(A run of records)
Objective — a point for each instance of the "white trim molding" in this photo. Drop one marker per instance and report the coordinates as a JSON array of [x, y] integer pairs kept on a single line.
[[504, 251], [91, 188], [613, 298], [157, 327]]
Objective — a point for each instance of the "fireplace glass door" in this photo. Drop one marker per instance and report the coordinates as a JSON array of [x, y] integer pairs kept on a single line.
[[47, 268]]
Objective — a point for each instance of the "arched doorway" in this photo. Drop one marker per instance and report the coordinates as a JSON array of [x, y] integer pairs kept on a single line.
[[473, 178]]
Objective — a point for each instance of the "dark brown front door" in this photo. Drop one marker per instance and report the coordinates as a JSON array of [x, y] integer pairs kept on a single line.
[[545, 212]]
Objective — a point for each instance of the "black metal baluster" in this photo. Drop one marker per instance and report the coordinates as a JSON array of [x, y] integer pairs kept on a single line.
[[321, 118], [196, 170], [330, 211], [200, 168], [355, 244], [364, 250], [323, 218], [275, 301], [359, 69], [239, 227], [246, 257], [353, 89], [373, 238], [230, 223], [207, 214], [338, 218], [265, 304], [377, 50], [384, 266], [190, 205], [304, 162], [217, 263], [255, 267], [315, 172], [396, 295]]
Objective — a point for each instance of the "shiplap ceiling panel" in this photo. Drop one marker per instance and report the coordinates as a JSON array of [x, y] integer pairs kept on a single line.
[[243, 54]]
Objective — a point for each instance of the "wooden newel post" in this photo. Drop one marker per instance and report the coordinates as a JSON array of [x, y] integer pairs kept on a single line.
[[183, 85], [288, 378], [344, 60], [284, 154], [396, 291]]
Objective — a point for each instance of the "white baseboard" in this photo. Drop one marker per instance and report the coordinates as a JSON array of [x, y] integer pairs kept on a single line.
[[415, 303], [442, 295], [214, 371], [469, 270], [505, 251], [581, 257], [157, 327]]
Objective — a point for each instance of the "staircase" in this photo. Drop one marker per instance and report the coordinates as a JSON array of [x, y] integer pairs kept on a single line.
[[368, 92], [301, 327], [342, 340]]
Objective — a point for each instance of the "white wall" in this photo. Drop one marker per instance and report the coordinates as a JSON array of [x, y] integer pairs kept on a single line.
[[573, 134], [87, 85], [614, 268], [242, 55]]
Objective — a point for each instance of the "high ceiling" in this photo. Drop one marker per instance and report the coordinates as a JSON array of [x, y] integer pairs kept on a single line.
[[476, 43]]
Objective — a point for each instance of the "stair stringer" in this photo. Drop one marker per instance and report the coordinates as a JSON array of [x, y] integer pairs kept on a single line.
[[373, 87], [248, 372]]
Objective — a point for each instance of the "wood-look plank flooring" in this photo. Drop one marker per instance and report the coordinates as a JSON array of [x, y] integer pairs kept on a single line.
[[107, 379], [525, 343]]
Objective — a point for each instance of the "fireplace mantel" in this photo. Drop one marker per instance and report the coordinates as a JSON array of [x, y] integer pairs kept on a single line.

Problem:
Extract all of the material exactly as it is written.

Solution to this task:
Objective — a point for each instance of the "white trim molding" in this photo. Drop one marker per instance and report the coordinates as a JSON array of [x, y] integer pairs kept on a single line.
[[504, 251], [91, 188], [613, 298], [157, 327]]
Objective — a point for each instance of the "fireplace glass door" in this photo. Drop one marker per instance and report the coordinates as a JSON array of [x, y] integer pairs kept on a single line.
[[47, 268]]
Objective — a point for each instance of the "arched doorway" in this photo. Drop one marker per instance and report the coordinates as a JSON array of [x, y] integer pairs kept on a single line.
[[473, 178]]
Objective — a point for each instance of the "dark brown front door" in this photo. Drop one marker per instance and report the coordinates as a JSON array of [x, y] integer pairs kept on a single line.
[[545, 212]]
Objective — a point for each instance of the "black metal baluster" in this photo. Drop one marker per instance and report the coordinates as a JSON array of [x, y] integer pairs kept on a single line.
[[321, 118], [196, 170], [330, 211], [200, 168], [355, 244], [364, 250], [323, 218], [275, 301], [359, 69], [239, 227], [246, 257], [353, 89], [373, 238], [230, 223], [207, 214], [338, 218], [265, 304], [377, 50], [384, 266], [190, 205], [304, 162], [217, 263], [255, 267], [315, 172], [396, 295]]
Objective — a point for each instance of the "shiplap ceiling panel" in this photo. Drop one marker per instance and report the coordinates as a JSON array of [x, y] integer pairs kept on a single line.
[[243, 54]]
Objective — a point for each instance of the "wooden newel post" in this photo. Drop one marker per instance and report the coordinates as a JSON array of [x, y] integer pairs kept on a single line.
[[183, 85], [288, 378], [344, 60], [284, 154], [396, 291]]
Objective — a point for each instance of the "white baseboard" in this photo. Drop one marker per instance and report the coordinates as a JSON array of [x, y] integer pairs kept on a single line.
[[415, 303], [442, 295], [214, 371], [469, 270], [505, 251], [581, 257], [157, 327]]
Objective — a point for each instance of the "staircase" in this photo. Drop one marker per instance and report the coordinates as a JSON array of [x, y] integer pairs kept on a single line.
[[368, 92], [301, 327], [342, 340]]
Objective — a point for each instance of the "white wall" in this photo. Drop one marker per instance and report the coordinates as a JSON array of [x, y] integer pairs kept on a single line.
[[573, 134], [87, 85], [614, 268], [242, 55]]
Objective — a point for each instance of the "high ceiling" in this photo. Drop one marker per instance and report the coordinates as a JSON array of [x, y] integer pairs kept on a single line.
[[476, 43]]
Objective — a point for each instance of the "stair stringer" in this photo. Drop one marker per instance and report the coordinates as a JSON array of [x, y] integer pairs kept on a single line.
[[373, 87], [248, 372]]
Objective — a point for each instance of the "wood-look plank flooring" in this photo. Drop one marker per instance and report the coordinates as a JSON array of [x, y] integer pairs kept on a single line.
[[107, 379], [525, 343]]
Objective — a point for each instance of the "fireplace mantel" in this photo. Drop one marker per instance and report the coordinates as a JSON array of [x, y] integer pairs kept on a single line.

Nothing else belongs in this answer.